Exercise instructions — Extract the data exactly, missing nothing.

*** Supplied entries ***

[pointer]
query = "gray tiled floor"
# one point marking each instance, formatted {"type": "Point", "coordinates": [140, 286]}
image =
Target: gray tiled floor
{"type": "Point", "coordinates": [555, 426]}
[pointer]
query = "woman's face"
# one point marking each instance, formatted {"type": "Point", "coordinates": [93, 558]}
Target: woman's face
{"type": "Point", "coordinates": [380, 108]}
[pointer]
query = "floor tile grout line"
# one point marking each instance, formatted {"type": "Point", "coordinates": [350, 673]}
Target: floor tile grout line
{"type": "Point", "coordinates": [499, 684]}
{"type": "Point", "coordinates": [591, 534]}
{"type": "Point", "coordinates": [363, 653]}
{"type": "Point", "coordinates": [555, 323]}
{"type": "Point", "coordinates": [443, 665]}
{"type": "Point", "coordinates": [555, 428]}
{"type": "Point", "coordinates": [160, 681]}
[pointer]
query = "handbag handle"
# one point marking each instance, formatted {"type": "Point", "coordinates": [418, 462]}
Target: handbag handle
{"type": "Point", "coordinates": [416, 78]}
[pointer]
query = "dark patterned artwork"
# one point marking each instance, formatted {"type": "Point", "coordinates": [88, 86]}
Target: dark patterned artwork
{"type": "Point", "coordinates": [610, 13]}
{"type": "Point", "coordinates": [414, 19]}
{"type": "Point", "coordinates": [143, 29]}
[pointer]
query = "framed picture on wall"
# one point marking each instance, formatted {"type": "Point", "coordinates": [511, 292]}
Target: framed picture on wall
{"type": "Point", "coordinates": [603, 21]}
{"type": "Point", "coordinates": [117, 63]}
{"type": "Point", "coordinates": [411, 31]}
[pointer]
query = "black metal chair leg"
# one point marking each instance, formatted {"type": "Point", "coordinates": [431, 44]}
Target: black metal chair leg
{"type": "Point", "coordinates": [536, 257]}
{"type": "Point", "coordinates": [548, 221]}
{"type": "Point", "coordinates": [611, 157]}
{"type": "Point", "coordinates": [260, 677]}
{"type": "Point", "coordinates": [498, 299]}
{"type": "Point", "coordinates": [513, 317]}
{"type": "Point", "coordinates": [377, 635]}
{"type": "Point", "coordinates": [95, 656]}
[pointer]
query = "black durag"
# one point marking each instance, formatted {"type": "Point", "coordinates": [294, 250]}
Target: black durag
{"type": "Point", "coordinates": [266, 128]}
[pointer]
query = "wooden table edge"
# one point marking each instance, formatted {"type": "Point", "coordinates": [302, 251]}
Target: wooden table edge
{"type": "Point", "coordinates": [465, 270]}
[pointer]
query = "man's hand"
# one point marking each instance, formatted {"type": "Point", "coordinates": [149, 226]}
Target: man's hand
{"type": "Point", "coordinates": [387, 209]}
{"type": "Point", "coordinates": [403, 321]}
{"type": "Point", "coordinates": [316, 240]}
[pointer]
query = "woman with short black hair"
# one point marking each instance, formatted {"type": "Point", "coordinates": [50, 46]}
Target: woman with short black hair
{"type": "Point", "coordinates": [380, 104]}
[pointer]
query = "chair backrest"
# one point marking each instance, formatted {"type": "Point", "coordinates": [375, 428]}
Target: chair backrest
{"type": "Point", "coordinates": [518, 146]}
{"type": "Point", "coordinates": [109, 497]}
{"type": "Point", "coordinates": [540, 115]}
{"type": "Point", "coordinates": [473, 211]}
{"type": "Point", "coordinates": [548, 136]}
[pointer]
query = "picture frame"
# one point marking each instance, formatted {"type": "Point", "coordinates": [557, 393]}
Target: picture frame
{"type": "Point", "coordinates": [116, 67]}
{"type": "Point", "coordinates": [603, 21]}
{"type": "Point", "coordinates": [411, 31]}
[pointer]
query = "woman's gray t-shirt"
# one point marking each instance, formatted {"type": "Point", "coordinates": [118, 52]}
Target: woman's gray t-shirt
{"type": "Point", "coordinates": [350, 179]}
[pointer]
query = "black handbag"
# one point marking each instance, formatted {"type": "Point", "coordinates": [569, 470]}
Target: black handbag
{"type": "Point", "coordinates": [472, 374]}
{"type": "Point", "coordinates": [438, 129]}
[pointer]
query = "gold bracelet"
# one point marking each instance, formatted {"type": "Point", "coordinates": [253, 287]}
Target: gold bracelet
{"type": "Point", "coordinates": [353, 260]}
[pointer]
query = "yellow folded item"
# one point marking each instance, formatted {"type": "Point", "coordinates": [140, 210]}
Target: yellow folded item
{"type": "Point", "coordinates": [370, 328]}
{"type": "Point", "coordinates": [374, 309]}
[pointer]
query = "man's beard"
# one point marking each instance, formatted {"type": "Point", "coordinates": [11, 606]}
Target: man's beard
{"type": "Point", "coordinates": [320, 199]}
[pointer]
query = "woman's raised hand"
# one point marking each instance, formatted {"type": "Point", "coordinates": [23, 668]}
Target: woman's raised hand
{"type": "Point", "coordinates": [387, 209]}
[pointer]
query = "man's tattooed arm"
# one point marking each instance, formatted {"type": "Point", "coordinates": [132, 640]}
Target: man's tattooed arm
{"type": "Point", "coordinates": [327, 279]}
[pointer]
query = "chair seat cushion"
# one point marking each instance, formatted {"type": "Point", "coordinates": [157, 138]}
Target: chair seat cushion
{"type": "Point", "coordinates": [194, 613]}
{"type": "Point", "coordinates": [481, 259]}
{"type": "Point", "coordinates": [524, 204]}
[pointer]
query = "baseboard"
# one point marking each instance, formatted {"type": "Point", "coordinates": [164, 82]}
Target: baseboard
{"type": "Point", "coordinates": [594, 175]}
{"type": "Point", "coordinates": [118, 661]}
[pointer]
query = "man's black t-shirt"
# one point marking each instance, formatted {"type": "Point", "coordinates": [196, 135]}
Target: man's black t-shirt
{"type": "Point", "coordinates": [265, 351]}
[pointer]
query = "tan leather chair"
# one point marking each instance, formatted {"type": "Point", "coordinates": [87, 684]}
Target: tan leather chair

***

Correct result —
[pointer]
query = "gray tiled floor"
# one point marking each instance, formatted {"type": "Point", "coordinates": [140, 286]}
image =
Target: gray tiled floor
{"type": "Point", "coordinates": [555, 426]}
[pointer]
query = "woman's face"
# one point marking each instance, formatted {"type": "Point", "coordinates": [93, 558]}
Target: woman's face
{"type": "Point", "coordinates": [380, 108]}
[pointer]
query = "floor tile grout line"
# one point marking each instance, formatted {"type": "Point", "coordinates": [350, 673]}
Target: floor tile grout line
{"type": "Point", "coordinates": [499, 684]}
{"type": "Point", "coordinates": [591, 534]}
{"type": "Point", "coordinates": [363, 653]}
{"type": "Point", "coordinates": [555, 323]}
{"type": "Point", "coordinates": [443, 665]}
{"type": "Point", "coordinates": [555, 428]}
{"type": "Point", "coordinates": [160, 681]}
[pointer]
query = "handbag handle"
# one point marking each instance, formatted {"type": "Point", "coordinates": [418, 462]}
Target: handbag handle
{"type": "Point", "coordinates": [416, 78]}
[pointer]
query = "dark patterned artwork"
# one point marking each instance, formatted {"type": "Point", "coordinates": [88, 86]}
Target: dark patterned artwork
{"type": "Point", "coordinates": [610, 13]}
{"type": "Point", "coordinates": [414, 19]}
{"type": "Point", "coordinates": [143, 29]}
[pointer]
query = "framed picture on wall"
# one point marking each instance, formatted {"type": "Point", "coordinates": [511, 292]}
Target: framed picture on wall
{"type": "Point", "coordinates": [603, 21]}
{"type": "Point", "coordinates": [117, 63]}
{"type": "Point", "coordinates": [411, 31]}
[pointer]
query = "black metal chair leg"
# one point marking each instance, formatted {"type": "Point", "coordinates": [431, 44]}
Target: black metal chair leg
{"type": "Point", "coordinates": [536, 257]}
{"type": "Point", "coordinates": [548, 221]}
{"type": "Point", "coordinates": [611, 157]}
{"type": "Point", "coordinates": [260, 677]}
{"type": "Point", "coordinates": [498, 299]}
{"type": "Point", "coordinates": [513, 317]}
{"type": "Point", "coordinates": [377, 635]}
{"type": "Point", "coordinates": [95, 656]}
[pointer]
query = "black durag"
# one point marking each instance, formatted {"type": "Point", "coordinates": [294, 250]}
Target: black durag
{"type": "Point", "coordinates": [266, 128]}
[pointer]
query = "wooden table edge"
# one point marking each instance, formatted {"type": "Point", "coordinates": [302, 251]}
Target: wooden table edge
{"type": "Point", "coordinates": [465, 270]}
[pointer]
query = "man's hand"
# one point marking each instance, formatted {"type": "Point", "coordinates": [149, 226]}
Target: man's hand
{"type": "Point", "coordinates": [387, 209]}
{"type": "Point", "coordinates": [403, 321]}
{"type": "Point", "coordinates": [316, 240]}
[pointer]
query = "woman with short black hair"
# one point marking each instance, formatted {"type": "Point", "coordinates": [50, 46]}
Target: woman with short black hair
{"type": "Point", "coordinates": [380, 104]}
[pointer]
query = "chair backrest"
# one point marking each instance, formatted {"type": "Point", "coordinates": [375, 428]}
Target: chair backrest
{"type": "Point", "coordinates": [518, 146]}
{"type": "Point", "coordinates": [109, 497]}
{"type": "Point", "coordinates": [540, 115]}
{"type": "Point", "coordinates": [473, 211]}
{"type": "Point", "coordinates": [548, 136]}
[pointer]
query = "picture frame"
# one point marking each instance, formatted {"type": "Point", "coordinates": [557, 393]}
Target: picture frame
{"type": "Point", "coordinates": [116, 67]}
{"type": "Point", "coordinates": [603, 21]}
{"type": "Point", "coordinates": [411, 31]}
[pointer]
query = "woman's gray t-shirt"
# one point marking each instance, formatted {"type": "Point", "coordinates": [118, 52]}
Target: woman's gray t-shirt
{"type": "Point", "coordinates": [350, 179]}
[pointer]
query = "black handbag"
# one point marking each instance, formatted {"type": "Point", "coordinates": [569, 470]}
Target: black handbag
{"type": "Point", "coordinates": [472, 374]}
{"type": "Point", "coordinates": [438, 129]}
[pointer]
query = "gold bracelet"
# one point marking each instance, formatted {"type": "Point", "coordinates": [253, 287]}
Target: gold bracelet
{"type": "Point", "coordinates": [353, 260]}
[pointer]
query = "yellow folded item"
# one point marking each instance, formatted {"type": "Point", "coordinates": [140, 210]}
Target: yellow folded item
{"type": "Point", "coordinates": [370, 328]}
{"type": "Point", "coordinates": [374, 309]}
[pointer]
query = "man's beard"
# one point marking each instance, formatted {"type": "Point", "coordinates": [11, 606]}
Target: man's beard
{"type": "Point", "coordinates": [320, 199]}
[pointer]
query = "woman's raised hand"
# one point marking each instance, formatted {"type": "Point", "coordinates": [23, 668]}
Target: woman's raised hand
{"type": "Point", "coordinates": [387, 209]}
[pointer]
query = "man's tattooed arm"
# one point marking each instance, formatted {"type": "Point", "coordinates": [132, 640]}
Target: man's tattooed arm
{"type": "Point", "coordinates": [327, 279]}
[pointer]
query = "chair seat cushion"
# one point marking each instance, formatted {"type": "Point", "coordinates": [157, 138]}
Target: chair seat cushion
{"type": "Point", "coordinates": [194, 613]}
{"type": "Point", "coordinates": [481, 259]}
{"type": "Point", "coordinates": [524, 204]}
[pointer]
query = "baseboard"
# one point marking each instance, formatted {"type": "Point", "coordinates": [164, 82]}
Target: baseboard
{"type": "Point", "coordinates": [594, 175]}
{"type": "Point", "coordinates": [118, 661]}
[pointer]
query = "man's black t-shirt"
# one point marking each instance, formatted {"type": "Point", "coordinates": [196, 135]}
Target: man's black t-shirt
{"type": "Point", "coordinates": [265, 351]}
[pointer]
query = "tan leather chair"
# one point marking each instance, formatted {"type": "Point", "coordinates": [87, 684]}
Target: tan leather chair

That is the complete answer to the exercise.